Memórias boas da minha guerra
(não publicado)
31 - Férias da guerra - o “Lourosa”, padres, religião, cinema e etc.
O soldado Guilhermino Dias era conhecido por “Lourosa”, o nome da terra onde nascera. Embora de freguesias diferentes, sendo eu de Fiães, concelho de Sta Maria da Feira, esse facto proporcionava-nos um relacionamento de vizinhos. E, como era do meu pelotão, estávamos mais ou menos ao corrente do que se passava lá na terra. Jogava bem à bola; ele era “quarto de defesa” do Lusitânia de Lourosa. “Adoecia” muitas vezes (tal como outros) mas estava sempre bom para jogar futebol.
Também era bastante religioso. Quem o quisesse ouvir cochichar de noite e em plena operação, era procurá-lo no final do pelotão, junto ao enfermeiro e a um alferes, a rezarem o terço. Este alfero, era também conhecido pelas promessas que fazia ao Senhor Santo Cristo em momentos aflitivos, oferecendo vacas aos pobres lá da sua ilha. Felizmente, como faltou a muitas Ops., safou-se de umas quantas manadas que seriam necessárias para cumprir outras possíveis promessas.

TAREFA CURTA »
Extraia integralmente o texto da página, sem alterar qualquer carácter.

ENTRADAS FORNECIDAS »
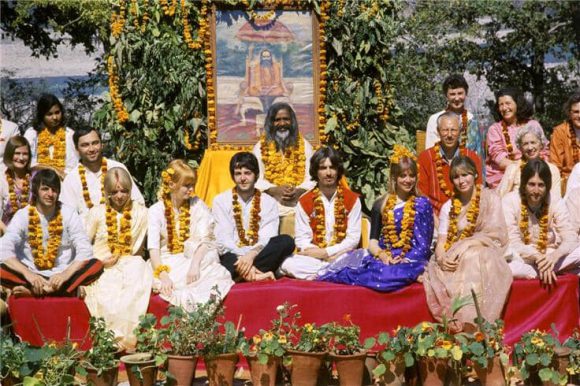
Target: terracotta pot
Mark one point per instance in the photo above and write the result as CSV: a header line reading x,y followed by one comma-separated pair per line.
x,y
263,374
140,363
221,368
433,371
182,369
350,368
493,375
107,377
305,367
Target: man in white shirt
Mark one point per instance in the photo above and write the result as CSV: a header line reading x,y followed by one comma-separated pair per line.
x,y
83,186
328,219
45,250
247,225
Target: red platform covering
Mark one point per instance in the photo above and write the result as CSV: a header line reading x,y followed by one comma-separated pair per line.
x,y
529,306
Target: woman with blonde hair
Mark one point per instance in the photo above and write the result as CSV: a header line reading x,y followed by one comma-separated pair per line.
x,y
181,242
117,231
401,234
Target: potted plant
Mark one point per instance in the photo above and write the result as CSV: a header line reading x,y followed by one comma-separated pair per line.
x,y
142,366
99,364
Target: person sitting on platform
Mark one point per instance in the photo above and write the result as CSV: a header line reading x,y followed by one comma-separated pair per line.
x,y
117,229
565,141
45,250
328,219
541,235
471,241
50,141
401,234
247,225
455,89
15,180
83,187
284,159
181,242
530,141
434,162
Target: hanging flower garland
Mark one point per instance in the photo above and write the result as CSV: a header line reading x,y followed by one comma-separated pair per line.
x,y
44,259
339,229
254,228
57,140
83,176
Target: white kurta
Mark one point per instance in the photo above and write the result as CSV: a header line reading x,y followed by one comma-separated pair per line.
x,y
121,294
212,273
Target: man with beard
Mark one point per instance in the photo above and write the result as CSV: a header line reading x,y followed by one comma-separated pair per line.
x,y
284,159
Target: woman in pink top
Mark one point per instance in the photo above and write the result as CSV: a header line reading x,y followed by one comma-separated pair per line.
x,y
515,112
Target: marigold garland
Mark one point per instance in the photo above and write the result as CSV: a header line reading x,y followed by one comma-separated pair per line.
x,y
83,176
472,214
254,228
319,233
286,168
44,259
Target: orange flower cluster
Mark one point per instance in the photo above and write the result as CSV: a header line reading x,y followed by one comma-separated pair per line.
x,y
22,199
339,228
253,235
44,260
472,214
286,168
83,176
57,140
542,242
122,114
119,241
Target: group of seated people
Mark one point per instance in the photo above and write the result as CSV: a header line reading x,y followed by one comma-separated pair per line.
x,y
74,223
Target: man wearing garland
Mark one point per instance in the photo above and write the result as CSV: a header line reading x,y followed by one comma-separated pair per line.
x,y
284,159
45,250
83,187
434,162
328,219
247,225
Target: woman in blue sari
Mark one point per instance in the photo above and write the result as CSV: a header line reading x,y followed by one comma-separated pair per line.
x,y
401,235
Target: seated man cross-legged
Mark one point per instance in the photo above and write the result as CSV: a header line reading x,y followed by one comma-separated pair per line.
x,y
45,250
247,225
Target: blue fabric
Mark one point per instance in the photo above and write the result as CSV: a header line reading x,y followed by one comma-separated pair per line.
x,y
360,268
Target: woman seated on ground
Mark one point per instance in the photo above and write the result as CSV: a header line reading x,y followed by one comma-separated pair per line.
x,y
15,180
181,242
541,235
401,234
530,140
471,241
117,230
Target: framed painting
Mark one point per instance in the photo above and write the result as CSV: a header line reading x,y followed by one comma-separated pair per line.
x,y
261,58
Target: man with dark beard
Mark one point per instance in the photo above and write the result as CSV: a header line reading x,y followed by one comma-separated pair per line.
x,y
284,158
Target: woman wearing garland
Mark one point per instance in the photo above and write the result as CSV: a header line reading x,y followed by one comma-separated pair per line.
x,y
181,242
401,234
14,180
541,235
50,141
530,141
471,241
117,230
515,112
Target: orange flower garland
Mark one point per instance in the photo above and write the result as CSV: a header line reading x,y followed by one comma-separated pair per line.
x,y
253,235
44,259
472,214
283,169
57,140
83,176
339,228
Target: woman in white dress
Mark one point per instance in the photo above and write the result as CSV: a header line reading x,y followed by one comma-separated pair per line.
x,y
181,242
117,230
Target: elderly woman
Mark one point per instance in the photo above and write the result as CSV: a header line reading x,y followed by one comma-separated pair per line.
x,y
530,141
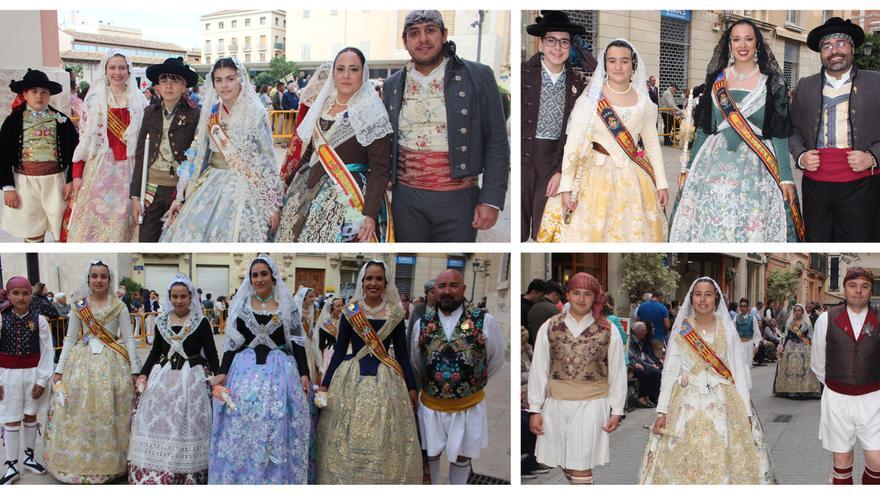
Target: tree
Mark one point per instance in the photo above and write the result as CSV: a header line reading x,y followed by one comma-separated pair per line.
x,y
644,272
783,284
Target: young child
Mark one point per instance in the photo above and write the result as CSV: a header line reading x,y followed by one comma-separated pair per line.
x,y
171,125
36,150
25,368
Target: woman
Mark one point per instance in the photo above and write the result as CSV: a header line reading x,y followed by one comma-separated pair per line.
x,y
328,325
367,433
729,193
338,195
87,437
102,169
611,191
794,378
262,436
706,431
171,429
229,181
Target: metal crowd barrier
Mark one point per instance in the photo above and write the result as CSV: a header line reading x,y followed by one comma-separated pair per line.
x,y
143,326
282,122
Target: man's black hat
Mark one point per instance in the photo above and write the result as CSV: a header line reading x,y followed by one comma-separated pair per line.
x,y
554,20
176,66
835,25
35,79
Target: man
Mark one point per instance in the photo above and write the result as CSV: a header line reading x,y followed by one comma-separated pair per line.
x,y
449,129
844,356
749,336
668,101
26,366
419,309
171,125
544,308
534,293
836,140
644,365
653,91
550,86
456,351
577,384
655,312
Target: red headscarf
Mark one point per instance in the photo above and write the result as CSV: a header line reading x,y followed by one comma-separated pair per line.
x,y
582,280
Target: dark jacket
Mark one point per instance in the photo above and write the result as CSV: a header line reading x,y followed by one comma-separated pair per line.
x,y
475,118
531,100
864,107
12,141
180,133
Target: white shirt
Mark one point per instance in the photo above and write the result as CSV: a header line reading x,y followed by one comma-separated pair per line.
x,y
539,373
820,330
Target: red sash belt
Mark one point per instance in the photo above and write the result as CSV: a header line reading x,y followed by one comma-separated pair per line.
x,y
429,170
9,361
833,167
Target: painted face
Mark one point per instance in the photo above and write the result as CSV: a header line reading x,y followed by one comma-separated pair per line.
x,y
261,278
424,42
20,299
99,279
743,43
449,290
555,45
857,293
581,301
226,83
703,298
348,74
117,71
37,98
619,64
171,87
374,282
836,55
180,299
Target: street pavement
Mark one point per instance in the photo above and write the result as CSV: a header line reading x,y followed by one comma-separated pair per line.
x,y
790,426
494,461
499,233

RESPOSTA DO EXERCÍCIO »
Memórias boas da minha guerra
(não publicado)
31 - Férias da guerra - o “Lourosa”, padres, religião, cinema e etc.
O soldado Guilhermino Dias era conhecido por “Lourosa”, o nome da terra onde nascera. Embora de freguesias diferentes, sendo eu de Fiães, concelho de Sta Maria da Feira, esse facto proporcionava-nos um relacionamento de vizinhos. E, como era do meu pelotão, estávamos mais ou menos ao corrente do que se passava lá na terra. Jogava bem à bola; ele era “quarto de defesa” do Lusitânia de Lourosa. “Adoecia” muitas vezes (tal como outros) mas estava sempre bom para jogar futebol.
Também era bastante religioso. Quem o quisesse ouvir cochichar de noite e em plena operação, era procurá-lo no final do pelotão, junto ao enfermeiro e a um alferes, a rezarem o terço. Este alfero, era também conhecido pelas promessas que fazia ao Senhor Santo Cristo em momentos aflitivos, oferecendo vacas aos pobres lá da sua ilha. Felizmente, como faltou a muitas Ops., safou-se de umas quantas manadas que seriam necessárias para cumprir outras possíveis promessas.